**Source passage**

____________________

Source:feminaindia.com

THE LION ROARS

MINI CHANDRAN-KURIAN DISCOVERS THAT SHAH RUKH KHAN IS STILL DOING VERY WELL FOR HIMSELF

ON a warm windy afternoon in North Mumbai,the twirling figure in orange and black - with sweat beads flying and hair scattered over his forehead - could not have looked more carefree. Between rehearsals with the gorgeous Sonali Bendre and a group of dancing belles for a forthcoming stage show, the Khan still finds time to kick a ball around with his little son Aryan, who romps about completely at home on his father's turf.

Wait, shouldn't there be more bathos in this scene? After all, this is the reigning lion of the industry - allegedly weighed down by a thousand woes, not the least of these being moronic queries about 'dethronement' and the 'biceps threat', etc. We catch him between twists.

You're looking pretty chilled out, considering...

____________________

**Provided data**
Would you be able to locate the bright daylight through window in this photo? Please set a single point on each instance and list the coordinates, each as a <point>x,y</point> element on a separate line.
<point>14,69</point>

____________________

**Given exercise 1**
In the Shah Rukh Khan profile, who is Khan rehearsing with for a forthcoming stage show?
**Given exercise 2**
Please pick up the Shah Rukh Khan profile right after its last sentence and carry it on.

**Task response 1**
Sonali Bendre and a group of dancing belles.

**Task response 2**
Considering what? Excuse me, do you think I care if it makes somebody's day to be able to ask me, 'Shah Rukh, are you feeling insecure?' 'Get a life!' I tell them all! I've never been happier in my life. So much so, that now, whenever I have a problem, I don't pray to God for help, simply because He is going to think me the most ungrateful wretch! Every hour I spend with my son is filled with a million happy moments; to top that, I have a beautiful daughter and a lovely wife, and genuine friends - only a few, but I do have them! There's my writing, my creativity, my moments by myself, and, need I say it, my acting... Tell me, is Dilip Kumar insecure? Is Amitabh Bachchan insecure? Do you know how I see myself? Like an Olympic runner in the hundred metre race. You simply get off the block and fly towards the goal; you cannot afford to look around, you cannot look back to see who is catching up.

Is it true that you are less approachable these days?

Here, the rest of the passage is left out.